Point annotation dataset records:
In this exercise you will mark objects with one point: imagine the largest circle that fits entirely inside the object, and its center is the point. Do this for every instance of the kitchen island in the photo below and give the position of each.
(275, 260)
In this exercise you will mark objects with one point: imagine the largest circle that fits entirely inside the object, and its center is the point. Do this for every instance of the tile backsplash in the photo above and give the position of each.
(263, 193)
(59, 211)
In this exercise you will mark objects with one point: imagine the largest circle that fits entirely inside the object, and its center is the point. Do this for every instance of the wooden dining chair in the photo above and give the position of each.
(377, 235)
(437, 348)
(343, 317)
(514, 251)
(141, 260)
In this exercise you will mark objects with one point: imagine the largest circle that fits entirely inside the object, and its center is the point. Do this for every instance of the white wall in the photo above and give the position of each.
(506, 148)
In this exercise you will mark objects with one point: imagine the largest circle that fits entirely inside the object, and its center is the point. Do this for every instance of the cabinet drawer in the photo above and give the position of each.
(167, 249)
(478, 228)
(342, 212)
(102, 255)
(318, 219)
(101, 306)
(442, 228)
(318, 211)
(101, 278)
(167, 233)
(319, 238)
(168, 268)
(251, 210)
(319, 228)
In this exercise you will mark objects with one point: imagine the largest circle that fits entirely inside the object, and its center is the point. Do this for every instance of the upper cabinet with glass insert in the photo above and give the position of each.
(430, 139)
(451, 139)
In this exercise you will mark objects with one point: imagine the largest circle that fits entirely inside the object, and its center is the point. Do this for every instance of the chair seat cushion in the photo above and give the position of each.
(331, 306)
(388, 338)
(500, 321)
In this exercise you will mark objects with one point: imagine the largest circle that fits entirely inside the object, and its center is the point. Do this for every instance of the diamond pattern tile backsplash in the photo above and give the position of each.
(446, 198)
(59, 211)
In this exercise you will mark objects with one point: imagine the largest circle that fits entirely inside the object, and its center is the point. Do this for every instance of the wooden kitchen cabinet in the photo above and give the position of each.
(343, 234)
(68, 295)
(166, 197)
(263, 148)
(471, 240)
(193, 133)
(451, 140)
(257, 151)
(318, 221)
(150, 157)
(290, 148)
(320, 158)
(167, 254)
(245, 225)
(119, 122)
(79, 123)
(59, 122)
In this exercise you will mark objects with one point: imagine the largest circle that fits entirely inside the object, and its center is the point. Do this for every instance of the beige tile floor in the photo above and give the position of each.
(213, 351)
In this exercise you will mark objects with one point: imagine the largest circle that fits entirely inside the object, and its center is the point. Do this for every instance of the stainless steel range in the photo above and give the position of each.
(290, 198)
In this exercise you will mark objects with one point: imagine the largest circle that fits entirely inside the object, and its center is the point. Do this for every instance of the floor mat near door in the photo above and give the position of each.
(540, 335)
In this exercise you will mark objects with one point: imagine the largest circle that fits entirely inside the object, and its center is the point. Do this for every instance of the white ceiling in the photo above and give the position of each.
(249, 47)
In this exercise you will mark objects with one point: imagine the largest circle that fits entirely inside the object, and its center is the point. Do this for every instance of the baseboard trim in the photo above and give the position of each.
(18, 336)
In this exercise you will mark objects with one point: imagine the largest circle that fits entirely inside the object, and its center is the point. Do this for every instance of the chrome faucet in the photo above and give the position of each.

# What to work on
Copy exactly the lines from the one containing "the white ceiling" through the last line of the records, both included, and nothing else.

# Written reply
In this exercise you will mark objects with one point: imagine the largest circle that fits entirely inside the object, and its center is the point. Do this for every instance of the white ceiling in the photo above and give the position of each.
(249, 47)
In this exercise you will mark objects with one point: imagine the largest circle that fits entirely inside the object, and its center is the point. Do this for every instance of the baseboard trim in the photo above and give the position of each.
(18, 336)
In this exercise you will mark objects with one point: imagine the largest circle that fits entirely inside the object, and its center is the point. Do this for every instance of the chrome faucet in the photo above and give the position of each.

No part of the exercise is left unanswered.